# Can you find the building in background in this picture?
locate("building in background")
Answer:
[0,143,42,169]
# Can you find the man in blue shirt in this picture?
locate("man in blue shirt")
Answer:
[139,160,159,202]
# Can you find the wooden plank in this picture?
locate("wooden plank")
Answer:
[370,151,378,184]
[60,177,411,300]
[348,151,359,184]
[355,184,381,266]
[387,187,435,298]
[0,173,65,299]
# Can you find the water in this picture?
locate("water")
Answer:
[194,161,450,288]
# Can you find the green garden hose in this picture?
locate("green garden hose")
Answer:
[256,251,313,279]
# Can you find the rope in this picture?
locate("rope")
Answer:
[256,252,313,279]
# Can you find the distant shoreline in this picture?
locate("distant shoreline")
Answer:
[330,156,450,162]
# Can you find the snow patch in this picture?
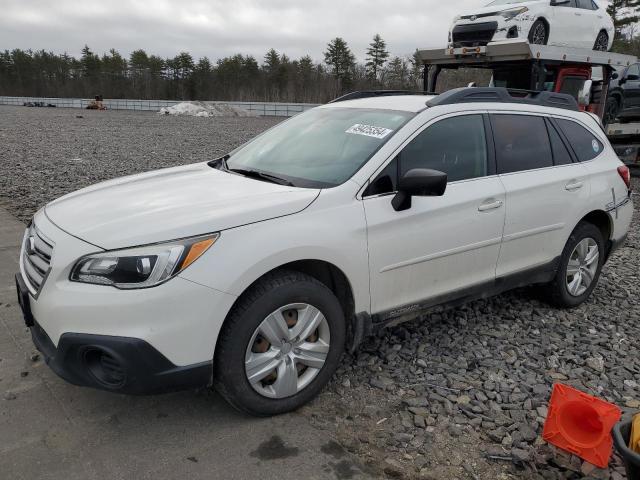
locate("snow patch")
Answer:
[158,102,258,117]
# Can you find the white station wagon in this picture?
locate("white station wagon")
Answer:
[16,88,633,415]
[449,0,615,52]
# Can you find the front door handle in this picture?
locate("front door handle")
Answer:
[564,180,584,192]
[478,199,503,212]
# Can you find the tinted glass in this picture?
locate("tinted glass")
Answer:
[547,122,573,165]
[491,115,553,173]
[400,115,487,182]
[227,108,415,187]
[557,119,604,162]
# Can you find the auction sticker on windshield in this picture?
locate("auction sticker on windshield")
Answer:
[345,123,393,139]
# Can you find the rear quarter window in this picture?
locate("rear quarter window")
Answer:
[491,114,553,173]
[556,119,604,162]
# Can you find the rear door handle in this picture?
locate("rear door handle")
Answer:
[564,180,584,192]
[478,199,503,212]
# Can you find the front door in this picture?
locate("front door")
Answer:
[363,113,505,315]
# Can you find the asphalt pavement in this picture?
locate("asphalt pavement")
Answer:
[0,208,372,480]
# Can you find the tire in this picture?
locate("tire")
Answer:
[529,20,549,45]
[603,97,620,127]
[545,222,605,308]
[593,30,609,52]
[214,271,346,416]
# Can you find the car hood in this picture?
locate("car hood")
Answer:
[45,163,320,250]
[460,0,545,17]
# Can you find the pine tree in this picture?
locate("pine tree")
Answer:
[365,33,389,82]
[324,37,356,90]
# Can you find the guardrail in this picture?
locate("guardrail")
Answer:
[0,96,318,117]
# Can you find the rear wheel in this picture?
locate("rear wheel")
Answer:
[546,222,605,308]
[214,271,346,416]
[529,20,549,45]
[593,31,609,52]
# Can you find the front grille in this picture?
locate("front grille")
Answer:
[452,22,498,47]
[22,222,54,295]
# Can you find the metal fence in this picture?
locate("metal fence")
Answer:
[0,96,318,117]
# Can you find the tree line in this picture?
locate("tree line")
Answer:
[0,35,422,103]
[0,0,640,103]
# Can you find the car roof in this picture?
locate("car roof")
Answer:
[321,95,435,113]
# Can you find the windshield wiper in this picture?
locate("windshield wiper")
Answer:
[228,167,295,187]
[208,154,231,172]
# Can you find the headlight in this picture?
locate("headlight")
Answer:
[500,7,529,20]
[70,233,220,289]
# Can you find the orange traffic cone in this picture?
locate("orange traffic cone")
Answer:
[542,383,622,468]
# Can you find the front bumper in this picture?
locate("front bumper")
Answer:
[449,16,532,48]
[30,321,213,395]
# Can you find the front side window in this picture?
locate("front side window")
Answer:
[227,107,415,188]
[556,119,604,162]
[400,115,487,182]
[365,115,487,196]
[491,114,553,173]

----

# [Set exercise]
Identify each line of the data above that contains the string "roof" and copy those lines. Matching is case-sensitive.

# [Finished exercise]
# Can you find the car roof in this picture?
locate("car roof")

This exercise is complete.